Position identification records:
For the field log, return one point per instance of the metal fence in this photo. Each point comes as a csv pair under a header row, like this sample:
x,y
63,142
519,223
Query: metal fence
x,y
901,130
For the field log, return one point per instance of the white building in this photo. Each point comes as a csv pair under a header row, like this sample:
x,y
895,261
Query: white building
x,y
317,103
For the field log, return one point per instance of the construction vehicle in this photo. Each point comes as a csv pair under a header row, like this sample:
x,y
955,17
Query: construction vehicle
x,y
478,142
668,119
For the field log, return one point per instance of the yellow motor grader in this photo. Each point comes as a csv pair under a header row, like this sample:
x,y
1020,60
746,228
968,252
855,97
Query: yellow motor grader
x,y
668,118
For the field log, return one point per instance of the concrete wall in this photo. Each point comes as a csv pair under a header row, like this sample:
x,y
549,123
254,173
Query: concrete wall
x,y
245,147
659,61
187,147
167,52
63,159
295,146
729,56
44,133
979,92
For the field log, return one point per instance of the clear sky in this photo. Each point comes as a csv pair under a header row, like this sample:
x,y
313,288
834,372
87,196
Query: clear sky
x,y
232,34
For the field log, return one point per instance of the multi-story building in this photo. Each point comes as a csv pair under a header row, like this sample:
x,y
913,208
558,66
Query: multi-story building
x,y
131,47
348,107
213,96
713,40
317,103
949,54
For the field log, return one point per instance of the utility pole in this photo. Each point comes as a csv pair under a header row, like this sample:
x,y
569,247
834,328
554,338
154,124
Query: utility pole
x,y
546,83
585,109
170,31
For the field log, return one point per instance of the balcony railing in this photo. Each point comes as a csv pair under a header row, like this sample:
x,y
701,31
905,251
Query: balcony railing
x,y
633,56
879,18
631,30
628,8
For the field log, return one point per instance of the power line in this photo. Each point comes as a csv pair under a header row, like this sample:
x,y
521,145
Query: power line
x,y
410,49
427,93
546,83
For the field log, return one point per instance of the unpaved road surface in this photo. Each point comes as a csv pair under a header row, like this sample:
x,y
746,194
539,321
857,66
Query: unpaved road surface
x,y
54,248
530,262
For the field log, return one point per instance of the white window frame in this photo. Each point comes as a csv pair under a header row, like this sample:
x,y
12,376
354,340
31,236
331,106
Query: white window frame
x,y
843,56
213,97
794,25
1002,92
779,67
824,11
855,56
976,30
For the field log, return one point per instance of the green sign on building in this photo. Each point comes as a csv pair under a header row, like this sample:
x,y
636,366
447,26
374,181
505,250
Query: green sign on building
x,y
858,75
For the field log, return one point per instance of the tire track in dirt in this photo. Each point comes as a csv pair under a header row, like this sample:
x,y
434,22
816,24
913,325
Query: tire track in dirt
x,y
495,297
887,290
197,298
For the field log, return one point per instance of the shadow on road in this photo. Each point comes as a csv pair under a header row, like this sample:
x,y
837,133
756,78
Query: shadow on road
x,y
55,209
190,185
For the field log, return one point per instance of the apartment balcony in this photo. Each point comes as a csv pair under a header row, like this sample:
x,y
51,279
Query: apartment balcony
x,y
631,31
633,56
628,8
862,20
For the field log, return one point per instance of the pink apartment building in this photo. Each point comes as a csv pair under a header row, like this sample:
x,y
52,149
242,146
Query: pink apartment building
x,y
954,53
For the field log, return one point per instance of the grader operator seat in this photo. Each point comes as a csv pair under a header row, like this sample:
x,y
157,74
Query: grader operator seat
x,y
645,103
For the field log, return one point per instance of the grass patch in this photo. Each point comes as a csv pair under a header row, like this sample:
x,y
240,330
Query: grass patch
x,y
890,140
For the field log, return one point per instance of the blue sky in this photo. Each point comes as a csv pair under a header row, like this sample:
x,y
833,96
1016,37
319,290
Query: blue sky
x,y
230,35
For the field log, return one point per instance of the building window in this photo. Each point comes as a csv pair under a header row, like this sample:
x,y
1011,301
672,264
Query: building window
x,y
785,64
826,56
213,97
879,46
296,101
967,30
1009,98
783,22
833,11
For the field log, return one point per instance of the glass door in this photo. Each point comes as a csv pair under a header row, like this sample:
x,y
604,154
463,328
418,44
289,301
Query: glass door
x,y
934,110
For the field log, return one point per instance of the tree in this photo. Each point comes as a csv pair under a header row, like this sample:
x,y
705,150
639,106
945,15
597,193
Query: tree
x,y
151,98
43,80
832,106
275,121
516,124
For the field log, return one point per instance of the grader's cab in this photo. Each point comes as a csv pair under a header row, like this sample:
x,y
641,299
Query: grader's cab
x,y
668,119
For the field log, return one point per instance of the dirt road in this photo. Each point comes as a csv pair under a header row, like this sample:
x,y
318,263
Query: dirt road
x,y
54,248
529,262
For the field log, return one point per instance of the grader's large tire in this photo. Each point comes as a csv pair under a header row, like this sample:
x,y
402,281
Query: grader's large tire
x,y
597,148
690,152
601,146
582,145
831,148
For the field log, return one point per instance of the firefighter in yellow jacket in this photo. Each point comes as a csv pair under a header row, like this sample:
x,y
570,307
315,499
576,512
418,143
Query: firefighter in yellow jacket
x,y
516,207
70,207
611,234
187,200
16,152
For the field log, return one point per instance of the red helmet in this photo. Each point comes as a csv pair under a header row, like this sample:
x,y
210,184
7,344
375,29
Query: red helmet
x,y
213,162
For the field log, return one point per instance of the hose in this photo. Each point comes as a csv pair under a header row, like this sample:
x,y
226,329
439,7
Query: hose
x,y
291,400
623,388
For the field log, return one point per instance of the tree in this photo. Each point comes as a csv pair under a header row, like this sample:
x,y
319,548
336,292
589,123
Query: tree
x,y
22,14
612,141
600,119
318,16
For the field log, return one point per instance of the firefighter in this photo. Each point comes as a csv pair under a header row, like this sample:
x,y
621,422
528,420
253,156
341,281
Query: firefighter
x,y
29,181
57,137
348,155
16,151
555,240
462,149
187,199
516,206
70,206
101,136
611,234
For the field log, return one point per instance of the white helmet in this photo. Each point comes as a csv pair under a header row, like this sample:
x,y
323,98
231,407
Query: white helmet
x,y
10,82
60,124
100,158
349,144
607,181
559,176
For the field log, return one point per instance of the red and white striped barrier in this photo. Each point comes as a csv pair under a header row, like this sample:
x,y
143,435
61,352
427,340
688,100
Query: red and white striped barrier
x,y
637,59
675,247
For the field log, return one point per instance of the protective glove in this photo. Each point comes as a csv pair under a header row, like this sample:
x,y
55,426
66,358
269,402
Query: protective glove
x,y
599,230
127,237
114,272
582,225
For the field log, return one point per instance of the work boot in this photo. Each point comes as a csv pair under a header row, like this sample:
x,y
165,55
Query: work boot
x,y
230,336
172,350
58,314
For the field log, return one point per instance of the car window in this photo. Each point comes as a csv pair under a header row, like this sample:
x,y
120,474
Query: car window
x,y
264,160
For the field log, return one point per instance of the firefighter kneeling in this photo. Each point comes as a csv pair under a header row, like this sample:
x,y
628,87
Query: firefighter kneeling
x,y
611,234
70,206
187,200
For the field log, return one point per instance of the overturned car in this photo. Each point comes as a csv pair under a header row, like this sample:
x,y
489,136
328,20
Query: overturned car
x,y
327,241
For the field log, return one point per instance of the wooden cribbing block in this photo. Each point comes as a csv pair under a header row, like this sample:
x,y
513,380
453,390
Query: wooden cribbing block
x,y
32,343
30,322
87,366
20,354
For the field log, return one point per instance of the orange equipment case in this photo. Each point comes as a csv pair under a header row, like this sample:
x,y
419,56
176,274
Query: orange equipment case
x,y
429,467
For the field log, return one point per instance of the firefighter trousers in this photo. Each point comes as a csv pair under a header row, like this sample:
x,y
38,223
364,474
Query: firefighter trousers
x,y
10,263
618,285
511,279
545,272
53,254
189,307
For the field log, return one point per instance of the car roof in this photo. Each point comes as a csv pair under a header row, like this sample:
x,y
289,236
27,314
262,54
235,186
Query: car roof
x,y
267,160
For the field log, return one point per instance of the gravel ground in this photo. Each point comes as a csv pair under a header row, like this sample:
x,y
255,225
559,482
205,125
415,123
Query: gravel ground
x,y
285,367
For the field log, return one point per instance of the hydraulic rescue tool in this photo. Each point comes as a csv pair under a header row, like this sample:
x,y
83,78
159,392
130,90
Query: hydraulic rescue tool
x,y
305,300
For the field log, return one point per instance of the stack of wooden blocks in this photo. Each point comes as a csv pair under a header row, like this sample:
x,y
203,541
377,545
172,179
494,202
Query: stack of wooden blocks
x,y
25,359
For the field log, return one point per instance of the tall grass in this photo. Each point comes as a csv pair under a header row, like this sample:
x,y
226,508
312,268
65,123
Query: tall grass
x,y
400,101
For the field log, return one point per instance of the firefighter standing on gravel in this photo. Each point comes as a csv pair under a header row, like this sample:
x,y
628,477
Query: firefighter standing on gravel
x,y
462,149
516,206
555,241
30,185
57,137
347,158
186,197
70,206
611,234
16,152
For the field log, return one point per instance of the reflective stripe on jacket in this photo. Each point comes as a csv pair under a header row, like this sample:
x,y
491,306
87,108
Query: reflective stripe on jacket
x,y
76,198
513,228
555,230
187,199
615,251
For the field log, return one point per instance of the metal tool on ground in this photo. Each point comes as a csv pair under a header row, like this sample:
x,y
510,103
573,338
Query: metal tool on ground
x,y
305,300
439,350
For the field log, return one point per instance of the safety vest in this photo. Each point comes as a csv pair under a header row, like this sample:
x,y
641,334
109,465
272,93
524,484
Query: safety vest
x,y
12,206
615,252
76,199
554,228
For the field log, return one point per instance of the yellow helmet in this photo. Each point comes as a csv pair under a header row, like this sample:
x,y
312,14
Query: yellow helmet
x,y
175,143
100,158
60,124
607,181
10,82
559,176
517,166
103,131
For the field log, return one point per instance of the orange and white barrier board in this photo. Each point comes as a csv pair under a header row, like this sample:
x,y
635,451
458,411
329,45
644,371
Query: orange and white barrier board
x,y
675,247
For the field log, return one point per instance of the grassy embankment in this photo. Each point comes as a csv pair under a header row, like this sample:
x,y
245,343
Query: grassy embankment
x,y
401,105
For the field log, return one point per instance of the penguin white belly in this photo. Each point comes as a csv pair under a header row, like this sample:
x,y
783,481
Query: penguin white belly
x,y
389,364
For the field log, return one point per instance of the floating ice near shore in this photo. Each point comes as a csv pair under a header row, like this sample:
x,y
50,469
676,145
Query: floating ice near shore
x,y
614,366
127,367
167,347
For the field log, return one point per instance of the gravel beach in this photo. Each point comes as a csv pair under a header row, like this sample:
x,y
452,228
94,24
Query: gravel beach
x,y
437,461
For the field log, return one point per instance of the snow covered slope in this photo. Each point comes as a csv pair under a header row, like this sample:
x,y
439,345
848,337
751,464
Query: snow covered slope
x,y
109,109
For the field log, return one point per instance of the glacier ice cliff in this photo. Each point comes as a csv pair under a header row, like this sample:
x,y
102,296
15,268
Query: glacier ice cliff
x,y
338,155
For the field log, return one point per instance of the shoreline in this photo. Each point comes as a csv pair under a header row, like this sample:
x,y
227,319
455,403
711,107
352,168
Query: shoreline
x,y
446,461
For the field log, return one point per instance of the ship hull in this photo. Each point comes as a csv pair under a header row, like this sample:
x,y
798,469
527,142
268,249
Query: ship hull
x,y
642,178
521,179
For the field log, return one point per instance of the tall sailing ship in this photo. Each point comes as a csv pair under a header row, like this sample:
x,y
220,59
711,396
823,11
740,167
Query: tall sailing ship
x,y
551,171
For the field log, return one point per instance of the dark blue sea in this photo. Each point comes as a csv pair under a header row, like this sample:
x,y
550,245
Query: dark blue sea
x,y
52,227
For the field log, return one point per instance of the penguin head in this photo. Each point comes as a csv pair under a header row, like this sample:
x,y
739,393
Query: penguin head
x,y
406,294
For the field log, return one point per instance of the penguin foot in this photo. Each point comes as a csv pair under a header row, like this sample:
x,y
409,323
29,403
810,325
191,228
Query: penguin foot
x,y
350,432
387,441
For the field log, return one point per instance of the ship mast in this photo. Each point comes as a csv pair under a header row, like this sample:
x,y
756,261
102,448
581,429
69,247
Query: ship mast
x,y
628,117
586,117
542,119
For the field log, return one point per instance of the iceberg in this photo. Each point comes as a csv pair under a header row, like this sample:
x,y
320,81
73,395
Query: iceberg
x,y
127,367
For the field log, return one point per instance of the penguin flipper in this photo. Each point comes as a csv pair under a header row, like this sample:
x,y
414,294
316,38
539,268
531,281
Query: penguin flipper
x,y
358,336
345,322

Task goal
Keep only the lines from the one containing "of the iceberg" to the end of the entries, and repeat them exactly.

Reply
For the field log, return one point per instance of the iceberg in this photo. Each point comes as a csv pair under a header row, like this sample:
x,y
320,81
73,395
Query: iceberg
x,y
127,367
For the field log, return one point per instance of the penguin flipper in this photo. Each point comes as a csv pair under a header row, like this sample:
x,y
414,294
316,38
539,268
531,281
Query: penguin flipper
x,y
358,336
345,322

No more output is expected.